**TO DO:** Switch "workspace" to "scene" throughout the items below, keeping everything else the same, and write them out again without the pictures.

(Image entries on named regions)
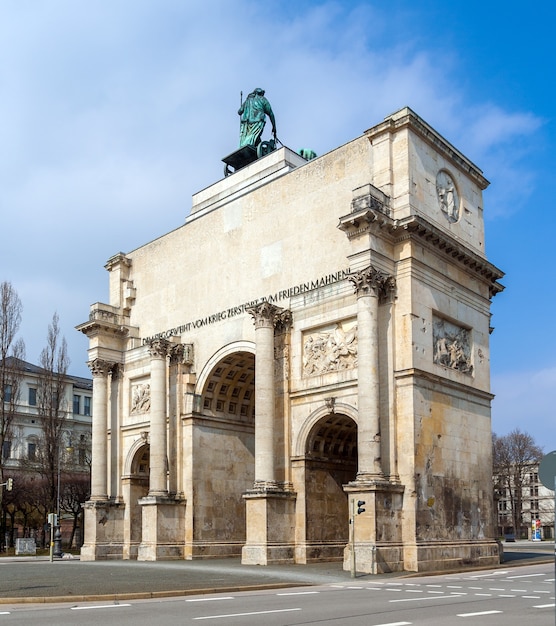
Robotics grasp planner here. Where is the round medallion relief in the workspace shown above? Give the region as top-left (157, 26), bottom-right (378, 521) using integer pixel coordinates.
top-left (436, 170), bottom-right (459, 222)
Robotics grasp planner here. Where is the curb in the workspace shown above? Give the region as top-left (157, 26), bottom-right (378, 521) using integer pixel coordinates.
top-left (0, 582), bottom-right (313, 605)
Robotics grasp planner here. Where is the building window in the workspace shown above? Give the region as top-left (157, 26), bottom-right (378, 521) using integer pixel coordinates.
top-left (4, 385), bottom-right (12, 402)
top-left (2, 441), bottom-right (12, 460)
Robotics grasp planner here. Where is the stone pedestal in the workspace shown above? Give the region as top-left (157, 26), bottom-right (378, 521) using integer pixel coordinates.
top-left (241, 490), bottom-right (296, 565)
top-left (80, 500), bottom-right (125, 561)
top-left (137, 495), bottom-right (186, 561)
top-left (344, 481), bottom-right (404, 574)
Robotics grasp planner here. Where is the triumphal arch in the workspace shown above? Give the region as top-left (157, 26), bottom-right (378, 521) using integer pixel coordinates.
top-left (78, 107), bottom-right (502, 572)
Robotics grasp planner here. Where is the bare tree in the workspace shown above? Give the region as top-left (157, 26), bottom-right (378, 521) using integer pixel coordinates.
top-left (492, 428), bottom-right (543, 534)
top-left (60, 472), bottom-right (91, 548)
top-left (0, 282), bottom-right (25, 545)
top-left (37, 313), bottom-right (69, 512)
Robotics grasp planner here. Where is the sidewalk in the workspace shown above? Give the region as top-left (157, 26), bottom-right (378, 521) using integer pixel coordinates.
top-left (0, 542), bottom-right (554, 604)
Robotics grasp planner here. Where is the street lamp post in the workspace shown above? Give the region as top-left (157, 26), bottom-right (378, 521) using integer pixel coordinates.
top-left (54, 434), bottom-right (73, 558)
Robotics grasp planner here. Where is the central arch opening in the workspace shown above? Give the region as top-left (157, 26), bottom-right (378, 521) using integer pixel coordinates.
top-left (305, 413), bottom-right (357, 560)
top-left (193, 351), bottom-right (255, 556)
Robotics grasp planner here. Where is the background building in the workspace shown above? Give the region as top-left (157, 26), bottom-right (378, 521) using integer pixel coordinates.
top-left (494, 463), bottom-right (554, 539)
top-left (78, 108), bottom-right (502, 572)
top-left (2, 359), bottom-right (92, 545)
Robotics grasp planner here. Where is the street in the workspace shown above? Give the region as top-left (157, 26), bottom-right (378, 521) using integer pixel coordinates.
top-left (0, 564), bottom-right (555, 626)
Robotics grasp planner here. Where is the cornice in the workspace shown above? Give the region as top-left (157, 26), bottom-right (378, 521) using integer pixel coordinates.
top-left (75, 320), bottom-right (129, 337)
top-left (365, 107), bottom-right (490, 190)
top-left (394, 368), bottom-right (494, 402)
top-left (338, 208), bottom-right (504, 297)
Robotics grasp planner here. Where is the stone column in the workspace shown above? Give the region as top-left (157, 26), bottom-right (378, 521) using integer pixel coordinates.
top-left (349, 266), bottom-right (388, 480)
top-left (80, 359), bottom-right (124, 561)
top-left (88, 359), bottom-right (112, 501)
top-left (241, 302), bottom-right (295, 565)
top-left (149, 339), bottom-right (170, 496)
top-left (249, 302), bottom-right (282, 489)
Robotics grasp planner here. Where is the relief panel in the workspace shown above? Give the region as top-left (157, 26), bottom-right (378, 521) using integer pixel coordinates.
top-left (303, 320), bottom-right (357, 376)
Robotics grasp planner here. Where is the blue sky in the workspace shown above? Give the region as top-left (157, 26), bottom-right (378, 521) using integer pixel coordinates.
top-left (0, 0), bottom-right (556, 452)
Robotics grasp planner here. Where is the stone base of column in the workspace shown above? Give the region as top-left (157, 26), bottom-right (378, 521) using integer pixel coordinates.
top-left (80, 500), bottom-right (125, 561)
top-left (295, 541), bottom-right (346, 565)
top-left (343, 477), bottom-right (404, 574)
top-left (404, 539), bottom-right (501, 572)
top-left (241, 485), bottom-right (296, 565)
top-left (137, 495), bottom-right (185, 561)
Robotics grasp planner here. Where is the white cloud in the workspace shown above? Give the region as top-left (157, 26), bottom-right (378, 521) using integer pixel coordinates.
top-left (492, 366), bottom-right (556, 452)
top-left (0, 0), bottom-right (540, 376)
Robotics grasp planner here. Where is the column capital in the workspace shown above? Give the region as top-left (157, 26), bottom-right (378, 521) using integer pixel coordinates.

**RESPONSE:**
Robotics grasp planner here. Where is the round medallion relief in the scene shown above? Give the region as top-left (157, 26), bottom-right (378, 521) using integer pixel coordinates.
top-left (436, 170), bottom-right (459, 222)
Robotics grasp planner here. Where is the curb in the scene shown above? Give the region as top-left (157, 26), bottom-right (378, 521) using integer pixel coordinates.
top-left (0, 582), bottom-right (313, 605)
Robotics grasp planner here. Where is the building window in the scene shown above? Give the region as top-left (157, 26), bottom-right (378, 521) using integer pixel coordinates.
top-left (4, 385), bottom-right (12, 402)
top-left (2, 441), bottom-right (12, 460)
Robotics grasp planner here. Where is the stone pedestal in the scene shown above? Give the region as top-left (157, 26), bottom-right (378, 521) using integer pixel coordinates.
top-left (241, 490), bottom-right (296, 565)
top-left (80, 500), bottom-right (125, 561)
top-left (137, 495), bottom-right (186, 561)
top-left (344, 481), bottom-right (404, 574)
Robotics grasp planner here. Where is the triumphal arch in the scene shown above? Give the region as top-left (157, 26), bottom-right (378, 521) using integer pixel coordinates.
top-left (78, 107), bottom-right (502, 572)
Robotics grasp planner here. Where is the bare tree in the scene shown above? Give the region as top-left (157, 26), bottom-right (378, 521) using integer pixel coordinates.
top-left (492, 428), bottom-right (543, 534)
top-left (60, 472), bottom-right (91, 548)
top-left (0, 282), bottom-right (25, 545)
top-left (37, 313), bottom-right (69, 512)
Robotics grasp planner here. Where is the sidewalk in the scene shown above? Give the region as top-left (157, 26), bottom-right (378, 521) using integer pixel coordinates.
top-left (0, 542), bottom-right (554, 604)
Robotics grasp planner here. Where is the street lamp post in the scene shown above? Give the region as top-left (157, 26), bottom-right (378, 521) using integer pixel coordinates.
top-left (54, 434), bottom-right (73, 558)
Robotics grasp planner here. Where is the central arch opening in the scene shown above? Give the region as top-left (157, 26), bottom-right (378, 521) using integer pixel coordinates.
top-left (305, 413), bottom-right (357, 560)
top-left (193, 351), bottom-right (255, 556)
Robotics grasp planner here. Where is the background building in the scene shown above? Give the region as top-left (157, 26), bottom-right (378, 521) using integer pixel coordinates.
top-left (494, 463), bottom-right (554, 539)
top-left (78, 108), bottom-right (502, 572)
top-left (2, 359), bottom-right (92, 545)
Robotics grasp planner here. Where is the street in the scene shown above? Give the region as top-left (157, 26), bottom-right (378, 521) using integer pixel coordinates.
top-left (0, 564), bottom-right (555, 626)
Robotics grasp planner here. Where is the cornice in the scene shown above? Give the region as top-left (157, 26), bottom-right (378, 521) using integer pixel coordinates.
top-left (75, 320), bottom-right (129, 337)
top-left (365, 107), bottom-right (490, 190)
top-left (394, 368), bottom-right (494, 402)
top-left (338, 208), bottom-right (504, 297)
Robotics grasp planner here. Where is the stone column in the scene shown above? Give the region as top-left (157, 26), bottom-right (378, 521) using integer pixel coordinates.
top-left (349, 266), bottom-right (388, 480)
top-left (80, 359), bottom-right (124, 561)
top-left (88, 359), bottom-right (112, 501)
top-left (241, 302), bottom-right (295, 565)
top-left (149, 339), bottom-right (170, 496)
top-left (249, 302), bottom-right (282, 489)
Robotics grasp planner here. Where is the relief panel in the scene shown above? Give the region as top-left (157, 26), bottom-right (378, 521) using integer pixel coordinates.
top-left (303, 320), bottom-right (357, 376)
Robotics grasp planner here. Where is the blue sky in the scene shown above? Give the region as top-left (157, 26), bottom-right (378, 521) using integer pixel coordinates.
top-left (0, 0), bottom-right (556, 452)
Robotics grasp planner here. Where is the stone base of column in the scene shown above? Give the region as top-left (157, 26), bottom-right (378, 521) using integer pixel coordinates.
top-left (80, 500), bottom-right (125, 561)
top-left (295, 541), bottom-right (346, 565)
top-left (343, 477), bottom-right (404, 574)
top-left (404, 539), bottom-right (501, 572)
top-left (241, 485), bottom-right (296, 565)
top-left (137, 495), bottom-right (185, 561)
Robotics grasp planner here. Where is the white cloud in the scene shown above? Give the region as top-left (157, 26), bottom-right (378, 521) using integer pixel coordinates.
top-left (492, 366), bottom-right (556, 452)
top-left (0, 0), bottom-right (540, 376)
Robotics grasp planner here. Where is the column capital in the scene shown above? Give the region as top-left (157, 26), bottom-right (378, 521) using integer pixel coordinates.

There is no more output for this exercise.